### DIRECTIONS
Output the listing from the line containing "[trace] pant knee" through the line containing "M 144 139 L", inclusive, as a JSON list of strings with one string per line and blank lines omitted.

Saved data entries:
####################

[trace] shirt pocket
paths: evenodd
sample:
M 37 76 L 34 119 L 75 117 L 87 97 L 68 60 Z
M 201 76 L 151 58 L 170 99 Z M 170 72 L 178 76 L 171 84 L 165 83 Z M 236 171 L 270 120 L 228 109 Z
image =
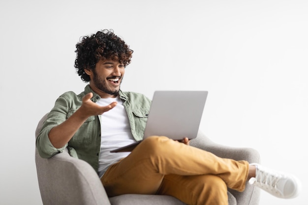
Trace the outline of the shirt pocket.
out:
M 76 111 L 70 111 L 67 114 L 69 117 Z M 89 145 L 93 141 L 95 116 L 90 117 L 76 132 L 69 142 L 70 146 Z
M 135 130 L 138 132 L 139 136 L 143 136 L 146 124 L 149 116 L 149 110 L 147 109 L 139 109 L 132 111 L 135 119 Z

####################

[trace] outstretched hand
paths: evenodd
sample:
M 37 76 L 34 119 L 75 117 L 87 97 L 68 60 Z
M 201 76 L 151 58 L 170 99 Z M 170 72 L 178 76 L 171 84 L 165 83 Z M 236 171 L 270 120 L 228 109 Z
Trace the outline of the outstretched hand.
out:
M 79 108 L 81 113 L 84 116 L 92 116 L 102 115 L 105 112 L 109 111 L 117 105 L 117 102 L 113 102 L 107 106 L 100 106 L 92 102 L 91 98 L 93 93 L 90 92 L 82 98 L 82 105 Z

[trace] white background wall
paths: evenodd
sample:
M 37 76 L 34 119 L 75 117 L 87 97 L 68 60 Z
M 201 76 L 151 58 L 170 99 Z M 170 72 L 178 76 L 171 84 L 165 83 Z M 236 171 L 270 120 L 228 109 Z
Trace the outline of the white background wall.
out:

####################

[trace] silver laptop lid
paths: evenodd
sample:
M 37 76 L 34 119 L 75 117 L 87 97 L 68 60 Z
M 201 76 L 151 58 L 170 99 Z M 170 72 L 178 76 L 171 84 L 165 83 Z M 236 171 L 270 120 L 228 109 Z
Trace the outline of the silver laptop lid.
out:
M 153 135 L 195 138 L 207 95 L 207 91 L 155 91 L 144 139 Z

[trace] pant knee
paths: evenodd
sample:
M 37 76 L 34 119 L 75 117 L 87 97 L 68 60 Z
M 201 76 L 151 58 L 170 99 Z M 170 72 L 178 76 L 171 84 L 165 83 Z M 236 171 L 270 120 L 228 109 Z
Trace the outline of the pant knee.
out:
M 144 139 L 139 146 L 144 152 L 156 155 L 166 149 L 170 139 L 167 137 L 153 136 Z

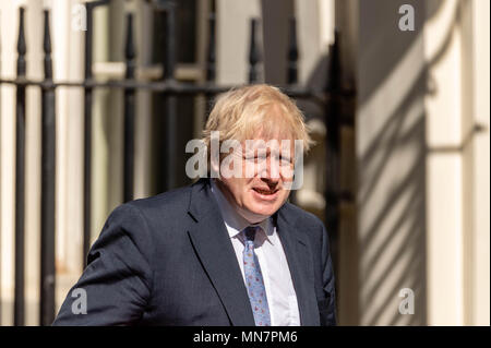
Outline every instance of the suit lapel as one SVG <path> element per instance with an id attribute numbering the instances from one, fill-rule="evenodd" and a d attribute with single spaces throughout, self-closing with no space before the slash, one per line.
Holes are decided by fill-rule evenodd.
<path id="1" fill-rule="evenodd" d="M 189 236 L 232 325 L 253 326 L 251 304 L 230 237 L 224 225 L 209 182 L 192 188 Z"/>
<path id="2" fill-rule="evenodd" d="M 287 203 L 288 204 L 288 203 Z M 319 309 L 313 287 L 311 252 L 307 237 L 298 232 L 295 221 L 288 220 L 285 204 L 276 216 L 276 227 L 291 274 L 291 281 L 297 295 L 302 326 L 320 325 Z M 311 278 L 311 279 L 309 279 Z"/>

####################

### REPLY TO THE EXERCISE
[
  "[trace] pant knee",
  "paths: evenodd",
  "sample:",
  "M 37 76 L 34 119 L 75 117 L 87 97 L 68 60 Z",
  "M 201 76 L 151 58 L 170 99 Z M 170 72 L 178 76 L 171 84 L 165 83 Z M 236 171 L 270 120 L 228 109 Z",
  "Trace the outline of the pant knee.",
  "out:",
  "M 144 139 L 139 146 L 144 152 L 156 155 L 166 149 L 170 139 L 167 137 L 153 136 Z"
]